-- Opening Marker --

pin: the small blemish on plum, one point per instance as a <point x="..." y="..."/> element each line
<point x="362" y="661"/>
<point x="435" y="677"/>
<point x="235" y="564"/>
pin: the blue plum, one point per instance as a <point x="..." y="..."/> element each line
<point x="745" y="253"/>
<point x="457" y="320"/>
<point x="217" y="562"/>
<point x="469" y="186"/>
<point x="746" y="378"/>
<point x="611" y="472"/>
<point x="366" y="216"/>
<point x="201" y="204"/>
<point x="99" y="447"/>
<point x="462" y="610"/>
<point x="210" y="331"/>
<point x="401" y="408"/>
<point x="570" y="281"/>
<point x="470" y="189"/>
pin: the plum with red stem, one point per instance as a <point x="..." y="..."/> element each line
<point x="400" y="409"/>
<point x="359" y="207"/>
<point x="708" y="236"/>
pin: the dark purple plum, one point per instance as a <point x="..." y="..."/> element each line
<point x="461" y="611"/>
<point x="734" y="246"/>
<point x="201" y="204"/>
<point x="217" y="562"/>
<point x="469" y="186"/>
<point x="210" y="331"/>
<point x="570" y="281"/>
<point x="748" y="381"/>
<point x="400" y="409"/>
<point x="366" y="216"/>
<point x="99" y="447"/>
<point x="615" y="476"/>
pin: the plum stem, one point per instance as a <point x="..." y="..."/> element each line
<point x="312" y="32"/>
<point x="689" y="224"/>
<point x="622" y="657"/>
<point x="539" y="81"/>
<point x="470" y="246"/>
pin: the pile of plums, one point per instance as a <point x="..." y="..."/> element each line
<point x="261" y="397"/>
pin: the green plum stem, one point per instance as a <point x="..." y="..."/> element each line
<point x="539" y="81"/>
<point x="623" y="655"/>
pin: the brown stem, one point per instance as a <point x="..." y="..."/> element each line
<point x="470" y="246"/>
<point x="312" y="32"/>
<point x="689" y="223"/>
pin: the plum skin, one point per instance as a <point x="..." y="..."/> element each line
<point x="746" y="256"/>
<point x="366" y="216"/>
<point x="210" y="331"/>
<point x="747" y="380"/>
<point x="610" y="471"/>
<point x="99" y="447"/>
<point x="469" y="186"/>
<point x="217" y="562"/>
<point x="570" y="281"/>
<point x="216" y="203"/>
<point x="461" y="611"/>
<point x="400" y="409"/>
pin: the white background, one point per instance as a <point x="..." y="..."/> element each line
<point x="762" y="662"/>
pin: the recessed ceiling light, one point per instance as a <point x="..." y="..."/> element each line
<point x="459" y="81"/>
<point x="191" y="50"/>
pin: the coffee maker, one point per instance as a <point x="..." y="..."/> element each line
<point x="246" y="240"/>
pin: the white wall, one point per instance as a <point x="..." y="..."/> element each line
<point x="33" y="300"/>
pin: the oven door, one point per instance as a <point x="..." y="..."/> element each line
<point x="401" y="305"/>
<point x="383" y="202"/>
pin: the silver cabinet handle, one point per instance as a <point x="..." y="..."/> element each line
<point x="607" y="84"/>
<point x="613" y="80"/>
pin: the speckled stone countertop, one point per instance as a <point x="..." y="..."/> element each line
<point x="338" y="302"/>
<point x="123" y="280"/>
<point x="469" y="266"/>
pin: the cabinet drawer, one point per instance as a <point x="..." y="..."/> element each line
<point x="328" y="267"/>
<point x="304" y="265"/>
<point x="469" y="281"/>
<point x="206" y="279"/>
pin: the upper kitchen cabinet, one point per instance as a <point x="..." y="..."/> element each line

-- Closing Marker --

Work item: Starting at the first line and ending at the last, retype the entries above.

Answer section:
pin: the small blemish on plum, one point per instance as a <point x="..." y="..."/> element each line
<point x="362" y="661"/>
<point x="435" y="677"/>
<point x="235" y="564"/>
pin: the blue plum, one point per instance as a <point x="..." y="..."/> element each line
<point x="745" y="253"/>
<point x="457" y="320"/>
<point x="217" y="562"/>
<point x="469" y="186"/>
<point x="746" y="378"/>
<point x="611" y="472"/>
<point x="366" y="216"/>
<point x="201" y="204"/>
<point x="99" y="447"/>
<point x="462" y="610"/>
<point x="210" y="331"/>
<point x="401" y="408"/>
<point x="570" y="281"/>
<point x="470" y="189"/>
pin: the plum with red stem, one point per instance as a <point x="..." y="..."/> element each line
<point x="400" y="409"/>
<point x="359" y="207"/>
<point x="708" y="236"/>
pin: the dark purple plum, one point per instance as a <point x="..." y="..."/> element each line
<point x="461" y="611"/>
<point x="734" y="246"/>
<point x="201" y="204"/>
<point x="217" y="562"/>
<point x="469" y="186"/>
<point x="210" y="331"/>
<point x="570" y="281"/>
<point x="748" y="381"/>
<point x="400" y="409"/>
<point x="366" y="216"/>
<point x="99" y="447"/>
<point x="615" y="476"/>
pin: the plum stem, one point per instance as a <point x="..." y="..."/> element each line
<point x="312" y="32"/>
<point x="689" y="224"/>
<point x="622" y="657"/>
<point x="539" y="81"/>
<point x="470" y="246"/>
pin: the pile of plums, one point per instance as a <point x="..." y="..."/> element each line
<point x="261" y="397"/>
pin: the green plum stem, one point per instance as a <point x="..." y="..."/> element each line
<point x="539" y="81"/>
<point x="623" y="655"/>
pin: the brown stem, one point per instance as a <point x="..." y="..."/> element each line
<point x="470" y="246"/>
<point x="312" y="32"/>
<point x="689" y="223"/>
pin: the plum skin, one point per instance as a <point x="..." y="..."/> element each line
<point x="746" y="256"/>
<point x="366" y="216"/>
<point x="210" y="331"/>
<point x="747" y="380"/>
<point x="610" y="471"/>
<point x="99" y="447"/>
<point x="469" y="186"/>
<point x="217" y="562"/>
<point x="570" y="281"/>
<point x="216" y="203"/>
<point x="461" y="611"/>
<point x="400" y="409"/>
pin: the white background, one point per instance as a <point x="..." y="..."/> element each line
<point x="762" y="662"/>
pin: the recessed ceiling light, one point per instance as a <point x="..." y="..."/> element each line
<point x="459" y="81"/>
<point x="191" y="50"/>
pin: the coffee maker, one point per instance as a <point x="..." y="..."/> element each line
<point x="246" y="240"/>
pin: the white wall, one point per instance as a <point x="..." y="..."/> element each line
<point x="33" y="300"/>
pin: the oven door, one point per instance as a <point x="..." y="..."/> element each line
<point x="401" y="305"/>
<point x="383" y="202"/>
pin: the silver cabinet handle, one point per instance as a <point x="..." y="..."/> element each line
<point x="607" y="84"/>
<point x="613" y="80"/>
pin: the speckled stone countertop, one point per instance as a <point x="..." y="..."/> element each line
<point x="338" y="302"/>
<point x="123" y="280"/>
<point x="469" y="266"/>
pin: the cabinet drawer, one point per instance as a <point x="..." y="..."/> element each line
<point x="328" y="267"/>
<point x="304" y="265"/>
<point x="469" y="281"/>
<point x="206" y="279"/>
pin: the upper kitchen cabinet, one point per instance as a <point x="..." y="..."/> element each line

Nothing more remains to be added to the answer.